**Working data**
::::::::
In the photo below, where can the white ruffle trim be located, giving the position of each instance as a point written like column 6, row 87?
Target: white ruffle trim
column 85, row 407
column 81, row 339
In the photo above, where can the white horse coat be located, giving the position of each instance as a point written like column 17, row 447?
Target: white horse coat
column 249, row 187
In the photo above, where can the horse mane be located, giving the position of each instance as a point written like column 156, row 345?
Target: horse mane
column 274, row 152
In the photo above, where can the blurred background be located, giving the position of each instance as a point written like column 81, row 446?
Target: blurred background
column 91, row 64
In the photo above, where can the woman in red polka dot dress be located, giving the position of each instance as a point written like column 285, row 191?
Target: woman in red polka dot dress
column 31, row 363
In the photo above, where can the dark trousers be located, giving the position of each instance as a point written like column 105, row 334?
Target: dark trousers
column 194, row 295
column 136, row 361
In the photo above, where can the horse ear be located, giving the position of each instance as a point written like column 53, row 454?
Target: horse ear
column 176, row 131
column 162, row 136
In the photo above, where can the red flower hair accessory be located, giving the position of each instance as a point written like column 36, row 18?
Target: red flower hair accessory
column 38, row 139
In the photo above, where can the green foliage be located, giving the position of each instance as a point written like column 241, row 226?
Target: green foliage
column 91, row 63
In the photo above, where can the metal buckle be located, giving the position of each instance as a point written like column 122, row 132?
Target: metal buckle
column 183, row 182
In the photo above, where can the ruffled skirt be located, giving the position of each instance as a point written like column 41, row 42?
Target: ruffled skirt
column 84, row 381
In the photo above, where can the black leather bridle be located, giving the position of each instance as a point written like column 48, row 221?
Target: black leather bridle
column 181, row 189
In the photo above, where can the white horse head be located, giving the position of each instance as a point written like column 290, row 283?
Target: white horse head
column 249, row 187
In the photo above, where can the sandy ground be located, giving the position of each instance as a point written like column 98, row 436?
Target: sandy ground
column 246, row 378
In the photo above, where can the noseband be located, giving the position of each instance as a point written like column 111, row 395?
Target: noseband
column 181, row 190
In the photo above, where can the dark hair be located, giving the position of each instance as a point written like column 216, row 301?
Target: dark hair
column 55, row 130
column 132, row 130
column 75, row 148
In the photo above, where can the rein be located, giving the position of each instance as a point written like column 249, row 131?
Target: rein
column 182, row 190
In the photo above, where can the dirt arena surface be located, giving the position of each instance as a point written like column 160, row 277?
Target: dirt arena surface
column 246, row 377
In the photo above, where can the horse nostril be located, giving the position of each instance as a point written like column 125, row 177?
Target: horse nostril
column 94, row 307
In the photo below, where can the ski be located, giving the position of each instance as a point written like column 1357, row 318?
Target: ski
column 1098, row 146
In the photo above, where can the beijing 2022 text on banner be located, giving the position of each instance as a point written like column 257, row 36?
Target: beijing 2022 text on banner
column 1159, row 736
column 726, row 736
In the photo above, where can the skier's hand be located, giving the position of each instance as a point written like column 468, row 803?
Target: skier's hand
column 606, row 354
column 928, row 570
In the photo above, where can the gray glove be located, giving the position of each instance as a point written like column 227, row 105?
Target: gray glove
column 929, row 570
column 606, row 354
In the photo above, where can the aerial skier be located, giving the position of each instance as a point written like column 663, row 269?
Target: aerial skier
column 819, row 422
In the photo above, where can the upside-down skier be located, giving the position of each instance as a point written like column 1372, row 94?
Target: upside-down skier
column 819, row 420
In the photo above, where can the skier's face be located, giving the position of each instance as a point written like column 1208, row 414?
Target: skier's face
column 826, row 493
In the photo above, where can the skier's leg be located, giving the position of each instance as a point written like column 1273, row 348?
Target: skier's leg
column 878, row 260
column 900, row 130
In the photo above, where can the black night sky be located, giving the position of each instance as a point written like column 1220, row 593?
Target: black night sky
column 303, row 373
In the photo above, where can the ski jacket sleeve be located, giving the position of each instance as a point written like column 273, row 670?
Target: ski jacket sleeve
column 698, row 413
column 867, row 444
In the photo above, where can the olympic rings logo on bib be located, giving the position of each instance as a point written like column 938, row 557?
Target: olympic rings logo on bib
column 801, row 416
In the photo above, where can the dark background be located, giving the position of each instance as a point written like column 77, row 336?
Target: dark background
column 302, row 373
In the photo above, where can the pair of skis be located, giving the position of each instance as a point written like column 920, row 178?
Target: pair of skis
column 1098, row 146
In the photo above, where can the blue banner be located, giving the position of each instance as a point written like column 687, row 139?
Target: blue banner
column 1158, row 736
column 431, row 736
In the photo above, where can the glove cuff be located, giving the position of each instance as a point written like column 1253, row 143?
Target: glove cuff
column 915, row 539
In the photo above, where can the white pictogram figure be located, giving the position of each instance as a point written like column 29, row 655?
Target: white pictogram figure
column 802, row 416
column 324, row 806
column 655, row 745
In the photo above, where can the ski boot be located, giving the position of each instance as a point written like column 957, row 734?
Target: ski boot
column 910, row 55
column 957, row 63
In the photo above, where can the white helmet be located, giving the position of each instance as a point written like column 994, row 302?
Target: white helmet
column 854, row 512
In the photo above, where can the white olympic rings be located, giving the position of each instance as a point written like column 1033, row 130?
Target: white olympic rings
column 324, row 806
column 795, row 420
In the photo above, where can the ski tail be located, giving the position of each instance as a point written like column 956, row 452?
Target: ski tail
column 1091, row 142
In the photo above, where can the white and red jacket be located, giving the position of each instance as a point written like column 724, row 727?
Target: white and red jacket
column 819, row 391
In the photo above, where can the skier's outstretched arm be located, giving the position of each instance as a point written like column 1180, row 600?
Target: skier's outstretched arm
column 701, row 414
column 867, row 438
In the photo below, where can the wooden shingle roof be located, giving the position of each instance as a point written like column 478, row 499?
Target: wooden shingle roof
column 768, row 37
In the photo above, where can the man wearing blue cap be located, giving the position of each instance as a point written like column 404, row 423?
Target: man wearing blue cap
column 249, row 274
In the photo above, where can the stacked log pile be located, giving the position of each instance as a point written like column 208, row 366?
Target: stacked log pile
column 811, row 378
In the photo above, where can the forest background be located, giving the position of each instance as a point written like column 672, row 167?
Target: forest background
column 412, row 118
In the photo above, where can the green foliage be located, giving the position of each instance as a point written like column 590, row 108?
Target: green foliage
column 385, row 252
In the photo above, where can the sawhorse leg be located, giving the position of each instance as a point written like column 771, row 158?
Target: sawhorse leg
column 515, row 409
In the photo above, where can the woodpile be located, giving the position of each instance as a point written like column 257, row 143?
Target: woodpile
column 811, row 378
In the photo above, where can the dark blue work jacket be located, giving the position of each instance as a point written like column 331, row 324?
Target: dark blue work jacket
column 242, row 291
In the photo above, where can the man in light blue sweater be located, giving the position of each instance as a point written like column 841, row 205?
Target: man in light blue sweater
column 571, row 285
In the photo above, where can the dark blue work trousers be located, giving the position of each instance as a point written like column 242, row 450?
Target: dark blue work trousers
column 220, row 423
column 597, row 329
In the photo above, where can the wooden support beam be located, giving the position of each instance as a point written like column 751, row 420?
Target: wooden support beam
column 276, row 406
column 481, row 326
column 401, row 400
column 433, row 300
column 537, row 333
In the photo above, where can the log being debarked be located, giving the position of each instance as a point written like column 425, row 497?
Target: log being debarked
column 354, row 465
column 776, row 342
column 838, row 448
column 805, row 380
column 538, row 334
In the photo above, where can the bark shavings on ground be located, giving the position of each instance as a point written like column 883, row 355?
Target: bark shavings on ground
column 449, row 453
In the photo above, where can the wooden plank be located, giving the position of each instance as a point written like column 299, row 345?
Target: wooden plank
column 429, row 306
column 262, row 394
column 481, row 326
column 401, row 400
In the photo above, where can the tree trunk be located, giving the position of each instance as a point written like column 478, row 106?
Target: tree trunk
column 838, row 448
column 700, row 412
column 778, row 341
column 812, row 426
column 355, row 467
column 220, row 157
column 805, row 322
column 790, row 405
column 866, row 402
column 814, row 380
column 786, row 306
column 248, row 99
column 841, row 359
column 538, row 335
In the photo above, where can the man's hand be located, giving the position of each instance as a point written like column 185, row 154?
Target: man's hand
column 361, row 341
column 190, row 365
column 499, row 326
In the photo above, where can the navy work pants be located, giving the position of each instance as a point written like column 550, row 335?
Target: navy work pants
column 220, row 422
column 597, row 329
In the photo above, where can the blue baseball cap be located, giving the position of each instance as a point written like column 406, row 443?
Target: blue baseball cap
::::::::
**Your task**
Lay out the lines of the records from the line containing "In the photo above, where can the blurred" up to and including the line containing "column 31, row 363" as a JSON list of strings, one string per line, with blank lines omitted.

**The output**
[
  "In the photo above, where can the blurred background be located, giving the position of each instance as a point written like column 81, row 446?",
  "Target: blurred background",
  "column 91, row 64",
  "In the photo above, where can the woman in red polka dot dress be located, giving the position of each instance as a point written like column 285, row 191?",
  "Target: woman in red polka dot dress",
  "column 31, row 363"
]